● Teile der Übung
[A] Benenne im Text über die Nürnberger Kulturarbeit „Stadtverführungen“ in „Stadtspaziergänge“ um. Gib dazu den Abschnitt wieder, der bei „Im Rahmen der“ beginnt und bei „indem er z. B.“ endet.
[B] Welchen Titel trug laut dem Text über die Nürnberger Kulturarbeit die Ausstellung des Germanischen Nationalmuseums zur Fußballweltmeisterschaft 2006?
[C] Führe den Text über die Nürnberger Kulturarbeit im Anschluss an seinen letzten Satz fort.

Nürnberg hat ein Vierspartenhaus, das durch die Übernahme eines
Teils der Kosten, den Titel Staatsschauspiel usw. erhalten habe.
Die Referentin beschreibt kurz den Prozess vom Städtischen
Opernhaus zur Staatsoper usw. Diese Anerkennung der kulturellen
Bedeutung des Vierspartenhauses durch die bayerische
Staatsregierung seinerseits zeige sich heute durch die bereits
getroffenen Maßnahmen des bayerischen Finanzministers Markus
Söder. So wurde u a. die Burg neu konzipiert, um Nürnbergs
Geschichte vollständig aufzuzeigen. Dazu zählt auch der
Rathaussaal. Hier geht schon lange um die Diskussion, ob er
wieder – wie in Ursprungszeiten – ausgemalt werden soll oder
nicht. Im terminlichen Zusammenhang mit der anstehenden
Europawahl im Mai haben die Bürger im Rahmen eines
Bürgerentscheides hier das Wort. Diese Diskussion, die von der
Kulturreferentin durch eine Projektion alter Malereien an die
Wand des Rathaussaales initiiert wurde, stellt sie in weiterem
Zusammenhang. Es geht ihr auch immer um eine breit geführte
Diskussion, an denen sich möglichst viele Nürnberger beteiligen.
Im Rahmen der Fußballweltmeisterschaft 2006, die in Deutschland,
aber auch im Nürnberger Stadion statt fand, veranstaltete das
Germanische Nationalmuseum eine Ausstellung mit dem Titel „Was
ist deutsch?“. Durch die Ausstellung führten u. a. junge
Migranten aus der Südstadt, die sog. „Südstadtkids“, die in
einer freiwilligen Teilnahme Besuchern in der Ausstellung
zeigten, was für sie typisch deutsch ist. Für Frau Dr. Lehner
ein Mittel, wie sich Migranten in die Stadt einbringen, sich
integrieren und so für sozialen Frieden innerhalb der
Stadtgemeinschaft tätig werden. In die gleiche Richtung zielen
die alljährlich statt findenden „Stadtverführungen“. Die
Konzeption sieht „Kultur von Bürgern für Bürger“ vor. Jeder
Bürger kann hier zum „Kulturschaffenden“ werden, indem er z. B.
seinen Ortsteil, sein Handwerk vorstellt. Ein weiterer
Schwerpunkt für die Kulturarbeit in Nürnberg ist der Aspekt,
dass das Image der Stadt – und zwar ein positives Image – nach
außen getragen wird. Als Mediengesicht, als Botschafter eignet
sich keiner besser als der Künstler Albrecht Dürer. Man kann mit
diesem prominenten Nürnberger auf drei Ebenen werben.

● Einträge
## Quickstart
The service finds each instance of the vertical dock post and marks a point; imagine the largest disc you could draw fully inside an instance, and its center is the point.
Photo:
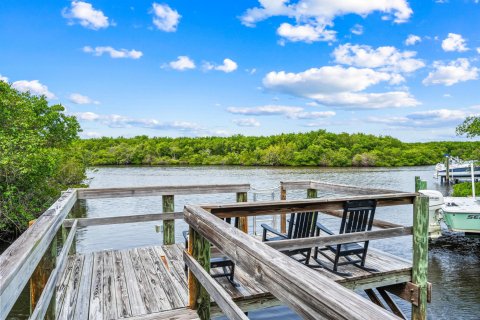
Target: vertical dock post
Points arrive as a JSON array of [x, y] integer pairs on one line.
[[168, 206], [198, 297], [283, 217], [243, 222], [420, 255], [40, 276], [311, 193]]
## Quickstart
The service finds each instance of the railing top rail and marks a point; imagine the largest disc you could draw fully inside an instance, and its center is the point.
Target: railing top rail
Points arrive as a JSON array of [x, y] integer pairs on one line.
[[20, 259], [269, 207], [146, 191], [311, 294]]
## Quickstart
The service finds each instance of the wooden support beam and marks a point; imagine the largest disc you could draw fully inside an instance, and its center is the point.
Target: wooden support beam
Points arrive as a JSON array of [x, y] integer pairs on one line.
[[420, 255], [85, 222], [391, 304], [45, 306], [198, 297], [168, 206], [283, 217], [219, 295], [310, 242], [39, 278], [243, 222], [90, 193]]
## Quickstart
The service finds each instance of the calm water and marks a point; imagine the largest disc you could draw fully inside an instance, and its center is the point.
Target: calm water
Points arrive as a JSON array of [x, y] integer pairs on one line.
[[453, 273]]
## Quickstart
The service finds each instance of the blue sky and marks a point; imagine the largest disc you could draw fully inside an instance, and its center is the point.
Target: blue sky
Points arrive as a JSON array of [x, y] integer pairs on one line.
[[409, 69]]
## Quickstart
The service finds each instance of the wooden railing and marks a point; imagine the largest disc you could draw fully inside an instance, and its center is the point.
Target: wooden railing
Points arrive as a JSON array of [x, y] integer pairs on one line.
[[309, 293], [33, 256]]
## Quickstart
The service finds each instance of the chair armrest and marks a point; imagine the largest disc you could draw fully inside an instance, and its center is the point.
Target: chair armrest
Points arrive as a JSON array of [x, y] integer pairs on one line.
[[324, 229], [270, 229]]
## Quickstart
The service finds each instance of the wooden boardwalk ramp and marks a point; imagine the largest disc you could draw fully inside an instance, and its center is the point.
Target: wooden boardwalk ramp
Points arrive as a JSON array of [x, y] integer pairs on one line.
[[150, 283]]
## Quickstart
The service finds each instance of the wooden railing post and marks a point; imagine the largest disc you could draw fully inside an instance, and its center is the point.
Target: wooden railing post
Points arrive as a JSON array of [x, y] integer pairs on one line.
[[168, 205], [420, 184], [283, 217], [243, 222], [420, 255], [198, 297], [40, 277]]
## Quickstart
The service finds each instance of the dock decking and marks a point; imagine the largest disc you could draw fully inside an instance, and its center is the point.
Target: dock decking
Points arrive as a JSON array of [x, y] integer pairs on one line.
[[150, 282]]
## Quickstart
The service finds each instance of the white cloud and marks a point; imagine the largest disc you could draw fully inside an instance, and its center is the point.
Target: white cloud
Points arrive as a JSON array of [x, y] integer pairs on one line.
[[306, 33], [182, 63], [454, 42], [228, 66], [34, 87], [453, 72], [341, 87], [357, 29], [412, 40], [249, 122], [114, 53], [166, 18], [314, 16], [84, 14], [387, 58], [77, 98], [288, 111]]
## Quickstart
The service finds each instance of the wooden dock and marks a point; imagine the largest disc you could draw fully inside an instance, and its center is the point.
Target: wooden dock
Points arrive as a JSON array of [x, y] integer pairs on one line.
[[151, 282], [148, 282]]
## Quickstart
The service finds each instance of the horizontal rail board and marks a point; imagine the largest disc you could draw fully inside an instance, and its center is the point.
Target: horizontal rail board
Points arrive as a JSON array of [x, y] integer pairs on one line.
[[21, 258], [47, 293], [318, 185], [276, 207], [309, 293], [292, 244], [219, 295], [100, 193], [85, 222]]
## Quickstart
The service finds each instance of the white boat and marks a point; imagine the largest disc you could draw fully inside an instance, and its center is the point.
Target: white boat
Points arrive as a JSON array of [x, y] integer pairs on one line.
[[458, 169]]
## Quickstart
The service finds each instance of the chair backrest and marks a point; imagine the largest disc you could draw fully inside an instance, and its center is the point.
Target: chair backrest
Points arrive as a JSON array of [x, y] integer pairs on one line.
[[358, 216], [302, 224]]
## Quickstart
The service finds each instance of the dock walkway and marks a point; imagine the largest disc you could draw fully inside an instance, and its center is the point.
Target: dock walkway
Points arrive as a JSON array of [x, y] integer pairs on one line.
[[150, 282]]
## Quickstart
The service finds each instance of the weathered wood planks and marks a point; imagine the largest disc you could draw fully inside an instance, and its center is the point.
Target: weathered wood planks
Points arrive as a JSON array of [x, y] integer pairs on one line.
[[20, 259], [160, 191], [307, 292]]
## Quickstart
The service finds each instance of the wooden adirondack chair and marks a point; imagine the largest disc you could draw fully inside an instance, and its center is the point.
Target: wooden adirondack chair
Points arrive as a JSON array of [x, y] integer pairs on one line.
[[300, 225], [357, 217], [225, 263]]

==

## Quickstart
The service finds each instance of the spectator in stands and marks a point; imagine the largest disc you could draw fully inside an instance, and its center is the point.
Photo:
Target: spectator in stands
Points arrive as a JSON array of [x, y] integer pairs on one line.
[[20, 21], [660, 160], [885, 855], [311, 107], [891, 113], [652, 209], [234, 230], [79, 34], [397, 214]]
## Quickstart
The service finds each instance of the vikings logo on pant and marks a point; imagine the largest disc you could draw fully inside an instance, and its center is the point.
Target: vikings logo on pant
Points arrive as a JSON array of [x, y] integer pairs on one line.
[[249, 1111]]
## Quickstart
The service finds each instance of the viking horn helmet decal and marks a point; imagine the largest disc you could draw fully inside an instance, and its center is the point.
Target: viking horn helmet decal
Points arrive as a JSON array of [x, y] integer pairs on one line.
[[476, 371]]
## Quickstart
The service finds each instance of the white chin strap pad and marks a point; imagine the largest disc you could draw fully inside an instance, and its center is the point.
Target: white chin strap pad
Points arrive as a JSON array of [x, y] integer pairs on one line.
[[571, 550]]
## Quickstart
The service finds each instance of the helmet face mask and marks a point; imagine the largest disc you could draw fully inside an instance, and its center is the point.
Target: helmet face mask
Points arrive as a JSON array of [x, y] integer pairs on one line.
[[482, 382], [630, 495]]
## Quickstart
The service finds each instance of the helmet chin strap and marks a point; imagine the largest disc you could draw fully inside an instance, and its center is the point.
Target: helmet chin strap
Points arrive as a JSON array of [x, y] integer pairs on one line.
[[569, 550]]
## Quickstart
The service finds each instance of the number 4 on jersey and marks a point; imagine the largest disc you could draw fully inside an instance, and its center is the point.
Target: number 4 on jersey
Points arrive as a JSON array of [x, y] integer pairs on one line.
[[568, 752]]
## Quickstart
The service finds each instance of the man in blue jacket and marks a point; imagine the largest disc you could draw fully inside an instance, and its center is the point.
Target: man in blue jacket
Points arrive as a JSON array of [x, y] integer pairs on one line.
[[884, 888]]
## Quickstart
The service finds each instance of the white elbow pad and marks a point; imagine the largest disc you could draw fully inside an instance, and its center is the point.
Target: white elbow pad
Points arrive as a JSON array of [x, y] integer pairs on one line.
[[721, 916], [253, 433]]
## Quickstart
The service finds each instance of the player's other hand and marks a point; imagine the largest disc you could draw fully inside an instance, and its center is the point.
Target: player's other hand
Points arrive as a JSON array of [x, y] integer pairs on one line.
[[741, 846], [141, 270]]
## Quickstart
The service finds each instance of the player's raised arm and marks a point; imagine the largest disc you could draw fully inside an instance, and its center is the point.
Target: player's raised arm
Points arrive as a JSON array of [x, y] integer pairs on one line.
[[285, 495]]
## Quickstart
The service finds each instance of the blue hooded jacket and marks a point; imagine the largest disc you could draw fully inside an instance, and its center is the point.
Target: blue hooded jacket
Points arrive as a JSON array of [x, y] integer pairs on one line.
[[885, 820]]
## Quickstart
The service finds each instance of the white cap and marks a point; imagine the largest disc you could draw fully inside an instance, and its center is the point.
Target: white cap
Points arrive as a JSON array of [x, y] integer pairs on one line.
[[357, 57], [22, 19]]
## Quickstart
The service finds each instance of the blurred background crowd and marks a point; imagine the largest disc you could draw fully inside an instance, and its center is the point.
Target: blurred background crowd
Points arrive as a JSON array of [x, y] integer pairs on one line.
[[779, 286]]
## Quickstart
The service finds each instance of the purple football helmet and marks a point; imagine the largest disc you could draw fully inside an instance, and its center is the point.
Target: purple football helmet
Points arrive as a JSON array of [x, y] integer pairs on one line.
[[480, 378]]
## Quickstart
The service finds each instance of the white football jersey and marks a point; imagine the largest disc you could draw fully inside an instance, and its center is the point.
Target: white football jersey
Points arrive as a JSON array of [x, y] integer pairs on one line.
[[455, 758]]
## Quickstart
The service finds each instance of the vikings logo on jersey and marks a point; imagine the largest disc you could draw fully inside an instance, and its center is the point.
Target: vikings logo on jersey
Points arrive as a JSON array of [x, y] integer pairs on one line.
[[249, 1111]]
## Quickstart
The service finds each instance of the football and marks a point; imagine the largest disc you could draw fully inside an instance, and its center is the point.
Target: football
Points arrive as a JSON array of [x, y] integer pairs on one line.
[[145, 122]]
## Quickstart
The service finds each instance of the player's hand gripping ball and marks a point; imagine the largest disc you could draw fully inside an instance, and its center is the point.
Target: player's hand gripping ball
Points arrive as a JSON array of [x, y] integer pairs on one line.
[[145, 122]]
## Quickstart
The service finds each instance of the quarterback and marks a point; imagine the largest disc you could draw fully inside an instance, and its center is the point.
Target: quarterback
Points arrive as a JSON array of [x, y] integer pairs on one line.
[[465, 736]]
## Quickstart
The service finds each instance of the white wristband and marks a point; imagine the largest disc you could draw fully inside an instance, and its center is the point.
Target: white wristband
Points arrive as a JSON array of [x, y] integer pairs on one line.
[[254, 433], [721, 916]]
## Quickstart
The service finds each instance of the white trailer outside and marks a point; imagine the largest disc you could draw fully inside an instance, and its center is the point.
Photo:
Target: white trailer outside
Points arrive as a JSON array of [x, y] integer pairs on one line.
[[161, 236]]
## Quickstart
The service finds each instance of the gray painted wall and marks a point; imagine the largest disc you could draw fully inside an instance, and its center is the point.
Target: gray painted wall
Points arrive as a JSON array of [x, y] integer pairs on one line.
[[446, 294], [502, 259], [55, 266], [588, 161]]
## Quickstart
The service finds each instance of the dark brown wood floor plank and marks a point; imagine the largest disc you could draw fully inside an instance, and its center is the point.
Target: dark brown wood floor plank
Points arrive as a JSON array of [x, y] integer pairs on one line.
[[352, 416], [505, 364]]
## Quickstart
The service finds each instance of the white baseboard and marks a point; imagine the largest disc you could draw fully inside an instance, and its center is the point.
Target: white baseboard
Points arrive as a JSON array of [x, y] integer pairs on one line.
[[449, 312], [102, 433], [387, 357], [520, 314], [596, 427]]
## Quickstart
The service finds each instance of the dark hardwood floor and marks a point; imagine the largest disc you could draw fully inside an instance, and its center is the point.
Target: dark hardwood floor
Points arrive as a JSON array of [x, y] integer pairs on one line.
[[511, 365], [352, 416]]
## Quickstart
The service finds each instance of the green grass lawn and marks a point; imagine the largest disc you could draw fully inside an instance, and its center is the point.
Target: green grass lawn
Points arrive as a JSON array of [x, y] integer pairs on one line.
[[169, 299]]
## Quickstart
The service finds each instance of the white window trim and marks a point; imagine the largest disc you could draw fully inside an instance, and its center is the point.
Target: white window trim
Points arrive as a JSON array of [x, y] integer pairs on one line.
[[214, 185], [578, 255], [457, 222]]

● Ergebnisse je Aufgabe
[A]
Im Rahmen der Fußballweltmeisterschaft 2006, die in Deutschland,
aber auch im Nürnberger Stadion statt fand, veranstaltete das
Germanische Nationalmuseum eine Ausstellung mit dem Titel „Was
ist deutsch?“. Durch die Ausstellung führten u. a. junge
Migranten aus der Südstadt, die sog. „Südstadtkids“, die in
einer freiwilligen Teilnahme Besuchern in der Ausstellung
zeigten, was für sie typisch deutsch ist. Für Frau Dr. Lehner
ein Mittel, wie sich Migranten in die Stadt einbringen, sich
integrieren und so für sozialen Frieden innerhalb der
Stadtgemeinschaft tätig werden. In die gleiche Richtung zielen
die alljährlich statt findenden „Stadtspaziergänge“. Die
Konzeption sieht „Kultur von Bürgern für Bürger“ vor. Jeder
Bürger kann hier zum „Kulturschaffenden“ werden, indem er z. B.

[B] Die Ausstellung trug den Titel „Was ist deutsch?“.

[C]
-
1. Dürer an die Menschen heranbringen -
und zwar zeitgenössisch aufbereitet., was
manchem Nürnberger auch als Provokation
aufstößt: So z. B. der mit einer
Stuhlkonstruktion eingebaute Schöne Brunnen im
Jahr der Fußballweltmeisterschaft 2006 oder die
abertausend grünen Hasen, die der Künstler Prof.
Hörl auf den Hauptmarkt stellte.
-
2.
Profunde Informationen über
Albrecht Dürer mittels groß angelegter Aktionen,
z. B. mittels eines Puzzles (die schöne
Venezianerin von Dürer) zunächst auf dem
Sebalder Platz, dann aber auch als Idee nach
Russland – Platz vor dem Kreml oder nach China,
demnächst vielleicht sogar in Atlanta
vorgestellt.
-
3.
Nürnberg als Treffpunkt der
Dürerforschung. Wissenschaftliche Foren mit
Vorträgen von Dürer-Spezialisten aus ganz Europa
– dementsprechende Aufbereitung in Ausstellungen
und Veröffentlichungen.
Alles
dies fördert den Bekanntheitsgrad der Stadt: 2012 – im „Jahr der
Kunst“ – waren innerhalb der ersten sieben Monate bereits
900.000 Gäste zu verzeichnen. Überhaupt: Jedes Jahr bekommt ein
kulturelles Motto. 2013 war es das Jubiliäm um Richard Wagner,
der u. a. mit einem Festzelt und kulturellen Events im Stadtpark
gewürdigt wurde.
Das
Jahr 2014 hat gleich mehrere Veranstaltungshöhepunkte: Es jährt
sich zum hundertsten Male der Beginn des Ersten Weltkrieges.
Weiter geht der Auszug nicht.